JOB —
Repeat, exactly and alone, every line from the line that contains "point: black hair" to the end of the entries.

(Data listing)
>> start
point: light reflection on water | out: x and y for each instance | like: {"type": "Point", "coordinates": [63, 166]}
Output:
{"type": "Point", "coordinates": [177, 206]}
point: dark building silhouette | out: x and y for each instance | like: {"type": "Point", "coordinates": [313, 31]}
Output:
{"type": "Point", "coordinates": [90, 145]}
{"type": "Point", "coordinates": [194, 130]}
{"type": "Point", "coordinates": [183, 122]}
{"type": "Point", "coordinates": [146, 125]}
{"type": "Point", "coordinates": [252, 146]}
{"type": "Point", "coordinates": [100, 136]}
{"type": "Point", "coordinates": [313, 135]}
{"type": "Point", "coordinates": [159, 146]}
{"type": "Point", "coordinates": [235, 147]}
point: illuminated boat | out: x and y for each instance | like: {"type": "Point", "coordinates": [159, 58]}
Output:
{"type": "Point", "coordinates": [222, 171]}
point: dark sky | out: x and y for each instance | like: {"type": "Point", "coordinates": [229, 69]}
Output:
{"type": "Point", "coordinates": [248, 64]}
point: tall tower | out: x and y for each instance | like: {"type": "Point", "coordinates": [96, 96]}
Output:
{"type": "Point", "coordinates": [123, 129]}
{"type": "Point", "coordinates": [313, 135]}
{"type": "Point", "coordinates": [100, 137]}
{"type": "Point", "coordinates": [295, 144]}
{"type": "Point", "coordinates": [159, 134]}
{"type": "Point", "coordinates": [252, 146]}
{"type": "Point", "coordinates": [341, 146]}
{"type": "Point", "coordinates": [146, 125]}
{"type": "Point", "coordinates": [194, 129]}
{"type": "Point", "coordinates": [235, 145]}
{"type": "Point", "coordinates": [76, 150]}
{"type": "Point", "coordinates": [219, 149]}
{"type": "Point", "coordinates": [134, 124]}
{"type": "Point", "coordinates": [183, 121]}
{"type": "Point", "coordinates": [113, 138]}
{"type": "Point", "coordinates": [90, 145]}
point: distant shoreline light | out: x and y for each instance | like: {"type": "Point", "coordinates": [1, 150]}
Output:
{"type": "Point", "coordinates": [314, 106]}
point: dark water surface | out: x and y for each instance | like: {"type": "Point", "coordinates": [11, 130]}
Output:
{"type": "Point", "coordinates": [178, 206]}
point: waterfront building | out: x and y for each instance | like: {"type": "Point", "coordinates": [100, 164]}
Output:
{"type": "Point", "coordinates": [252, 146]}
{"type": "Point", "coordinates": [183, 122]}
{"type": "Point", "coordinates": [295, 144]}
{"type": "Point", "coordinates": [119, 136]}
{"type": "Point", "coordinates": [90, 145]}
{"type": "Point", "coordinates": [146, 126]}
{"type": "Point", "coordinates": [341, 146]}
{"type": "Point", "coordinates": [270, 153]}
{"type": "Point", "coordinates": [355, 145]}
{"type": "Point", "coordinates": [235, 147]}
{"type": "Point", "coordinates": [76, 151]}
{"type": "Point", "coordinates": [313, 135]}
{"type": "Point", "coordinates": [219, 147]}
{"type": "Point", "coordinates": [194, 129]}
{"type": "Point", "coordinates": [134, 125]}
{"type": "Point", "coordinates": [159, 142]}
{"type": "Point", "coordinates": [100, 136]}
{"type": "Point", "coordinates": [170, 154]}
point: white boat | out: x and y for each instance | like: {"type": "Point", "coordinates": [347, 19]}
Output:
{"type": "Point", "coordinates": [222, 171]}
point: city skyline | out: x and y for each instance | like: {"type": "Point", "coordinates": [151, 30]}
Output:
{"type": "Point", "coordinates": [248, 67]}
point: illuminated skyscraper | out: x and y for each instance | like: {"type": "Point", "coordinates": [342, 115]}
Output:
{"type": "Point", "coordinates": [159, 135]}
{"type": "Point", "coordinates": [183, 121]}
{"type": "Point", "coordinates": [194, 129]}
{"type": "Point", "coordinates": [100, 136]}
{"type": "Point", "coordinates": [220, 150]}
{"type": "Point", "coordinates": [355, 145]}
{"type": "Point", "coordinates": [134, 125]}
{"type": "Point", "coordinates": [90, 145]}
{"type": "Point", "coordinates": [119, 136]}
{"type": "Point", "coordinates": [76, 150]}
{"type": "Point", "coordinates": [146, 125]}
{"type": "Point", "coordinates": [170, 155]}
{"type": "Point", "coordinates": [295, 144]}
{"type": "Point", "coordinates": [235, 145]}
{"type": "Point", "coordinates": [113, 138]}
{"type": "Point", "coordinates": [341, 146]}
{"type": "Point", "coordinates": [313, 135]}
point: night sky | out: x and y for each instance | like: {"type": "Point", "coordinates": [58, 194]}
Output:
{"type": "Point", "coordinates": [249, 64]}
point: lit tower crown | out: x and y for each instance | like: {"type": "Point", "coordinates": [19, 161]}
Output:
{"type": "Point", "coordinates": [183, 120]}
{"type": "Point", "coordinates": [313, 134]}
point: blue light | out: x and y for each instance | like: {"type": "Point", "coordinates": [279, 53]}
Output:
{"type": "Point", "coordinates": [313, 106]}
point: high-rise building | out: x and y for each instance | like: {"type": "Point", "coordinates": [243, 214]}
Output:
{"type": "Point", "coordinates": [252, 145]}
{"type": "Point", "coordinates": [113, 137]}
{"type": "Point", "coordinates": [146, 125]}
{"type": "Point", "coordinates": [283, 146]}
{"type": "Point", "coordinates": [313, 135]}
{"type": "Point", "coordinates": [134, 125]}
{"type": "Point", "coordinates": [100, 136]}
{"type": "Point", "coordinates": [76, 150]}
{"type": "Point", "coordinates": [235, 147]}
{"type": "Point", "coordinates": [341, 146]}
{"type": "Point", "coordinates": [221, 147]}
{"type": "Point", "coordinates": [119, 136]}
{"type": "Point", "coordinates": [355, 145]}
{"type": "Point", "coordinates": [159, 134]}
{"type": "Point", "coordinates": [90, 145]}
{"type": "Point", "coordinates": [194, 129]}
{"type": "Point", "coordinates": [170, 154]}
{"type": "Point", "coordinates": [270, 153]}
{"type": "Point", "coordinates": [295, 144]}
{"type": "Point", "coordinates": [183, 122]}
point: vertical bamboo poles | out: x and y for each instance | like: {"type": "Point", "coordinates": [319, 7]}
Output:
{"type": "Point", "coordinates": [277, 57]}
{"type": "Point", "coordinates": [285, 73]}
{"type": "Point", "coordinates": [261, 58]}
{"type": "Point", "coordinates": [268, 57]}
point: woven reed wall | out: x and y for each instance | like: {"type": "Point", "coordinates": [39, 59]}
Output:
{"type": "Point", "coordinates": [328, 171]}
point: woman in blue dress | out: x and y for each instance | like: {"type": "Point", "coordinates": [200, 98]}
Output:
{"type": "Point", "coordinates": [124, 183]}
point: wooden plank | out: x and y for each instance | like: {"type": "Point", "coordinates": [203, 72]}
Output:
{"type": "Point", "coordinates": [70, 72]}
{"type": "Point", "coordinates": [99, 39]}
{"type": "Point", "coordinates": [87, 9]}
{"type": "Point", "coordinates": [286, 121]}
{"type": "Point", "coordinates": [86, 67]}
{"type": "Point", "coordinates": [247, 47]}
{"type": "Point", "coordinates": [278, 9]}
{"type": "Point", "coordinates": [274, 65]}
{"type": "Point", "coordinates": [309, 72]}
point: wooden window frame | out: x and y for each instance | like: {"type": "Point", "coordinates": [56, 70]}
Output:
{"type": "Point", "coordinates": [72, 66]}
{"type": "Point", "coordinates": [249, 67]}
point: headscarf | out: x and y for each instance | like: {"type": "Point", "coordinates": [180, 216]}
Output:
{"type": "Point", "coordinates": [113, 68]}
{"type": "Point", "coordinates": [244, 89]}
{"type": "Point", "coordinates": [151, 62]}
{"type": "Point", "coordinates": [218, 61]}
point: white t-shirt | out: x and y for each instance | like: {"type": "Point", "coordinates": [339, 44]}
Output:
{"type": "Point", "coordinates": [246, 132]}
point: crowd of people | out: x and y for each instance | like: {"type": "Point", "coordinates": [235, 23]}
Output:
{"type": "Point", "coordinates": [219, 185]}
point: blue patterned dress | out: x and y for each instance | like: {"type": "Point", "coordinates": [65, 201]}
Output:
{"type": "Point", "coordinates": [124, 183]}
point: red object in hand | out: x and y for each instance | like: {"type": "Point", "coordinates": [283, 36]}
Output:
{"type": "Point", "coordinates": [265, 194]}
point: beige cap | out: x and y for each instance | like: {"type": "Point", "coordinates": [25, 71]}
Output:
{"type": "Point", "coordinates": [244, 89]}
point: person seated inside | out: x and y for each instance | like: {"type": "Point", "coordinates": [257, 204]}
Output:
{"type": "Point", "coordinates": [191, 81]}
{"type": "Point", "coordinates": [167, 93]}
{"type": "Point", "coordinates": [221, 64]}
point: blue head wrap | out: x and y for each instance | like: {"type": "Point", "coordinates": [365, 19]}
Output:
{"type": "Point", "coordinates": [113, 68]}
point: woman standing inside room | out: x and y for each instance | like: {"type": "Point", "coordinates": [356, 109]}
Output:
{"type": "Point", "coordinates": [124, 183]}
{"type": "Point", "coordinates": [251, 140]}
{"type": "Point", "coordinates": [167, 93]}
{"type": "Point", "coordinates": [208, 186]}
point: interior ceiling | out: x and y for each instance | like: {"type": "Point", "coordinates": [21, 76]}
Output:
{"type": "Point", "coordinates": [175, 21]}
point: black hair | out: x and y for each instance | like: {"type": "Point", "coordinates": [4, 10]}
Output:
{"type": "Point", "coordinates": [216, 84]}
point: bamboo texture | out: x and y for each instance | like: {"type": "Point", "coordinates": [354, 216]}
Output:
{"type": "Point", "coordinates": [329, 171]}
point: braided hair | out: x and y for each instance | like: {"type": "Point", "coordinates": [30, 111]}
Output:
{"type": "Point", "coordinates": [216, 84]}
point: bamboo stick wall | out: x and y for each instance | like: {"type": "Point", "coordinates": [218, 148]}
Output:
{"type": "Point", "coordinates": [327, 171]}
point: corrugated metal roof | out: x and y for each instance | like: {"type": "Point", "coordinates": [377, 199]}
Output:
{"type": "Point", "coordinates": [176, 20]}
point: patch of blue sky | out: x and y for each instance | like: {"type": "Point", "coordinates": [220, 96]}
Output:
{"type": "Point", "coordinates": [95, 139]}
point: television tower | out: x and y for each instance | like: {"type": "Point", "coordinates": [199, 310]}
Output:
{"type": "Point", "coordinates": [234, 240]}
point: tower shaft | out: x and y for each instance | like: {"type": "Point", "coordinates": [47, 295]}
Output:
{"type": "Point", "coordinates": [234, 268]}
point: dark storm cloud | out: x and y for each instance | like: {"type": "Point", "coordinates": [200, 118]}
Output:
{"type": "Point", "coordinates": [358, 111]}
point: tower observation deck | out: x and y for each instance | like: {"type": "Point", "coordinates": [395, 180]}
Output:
>> end
EXERCISE SOLUTION —
point: black hair | out: x and y for each instance | like: {"type": "Point", "coordinates": [4, 10]}
Output:
{"type": "Point", "coordinates": [216, 84]}
point: bamboo texture | out: x and y for each instance | like: {"type": "Point", "coordinates": [354, 216]}
Output:
{"type": "Point", "coordinates": [329, 171]}
point: braided hair | out: x and y for each instance | like: {"type": "Point", "coordinates": [30, 111]}
Output:
{"type": "Point", "coordinates": [216, 84]}
point: bamboo stick wall | out: x and y for each instance | like: {"type": "Point", "coordinates": [218, 148]}
Output:
{"type": "Point", "coordinates": [327, 171]}
point: corrugated metal roof | out: x and y for each instance | like: {"type": "Point", "coordinates": [377, 199]}
Output:
{"type": "Point", "coordinates": [176, 20]}
point: patch of blue sky | out: x and y for each instance | like: {"type": "Point", "coordinates": [220, 96]}
Output:
{"type": "Point", "coordinates": [95, 139]}
point: television tower | out: x and y for each instance | like: {"type": "Point", "coordinates": [199, 310]}
Output:
{"type": "Point", "coordinates": [234, 240]}
point: tower shaft | out: x and y for each instance | like: {"type": "Point", "coordinates": [47, 295]}
Output:
{"type": "Point", "coordinates": [234, 268]}
point: dark storm cloud | out: x and y for each instance | like: {"type": "Point", "coordinates": [200, 118]}
Output:
{"type": "Point", "coordinates": [358, 111]}
point: tower observation deck | out: x and y for each instance | like: {"type": "Point", "coordinates": [395, 180]}
Output:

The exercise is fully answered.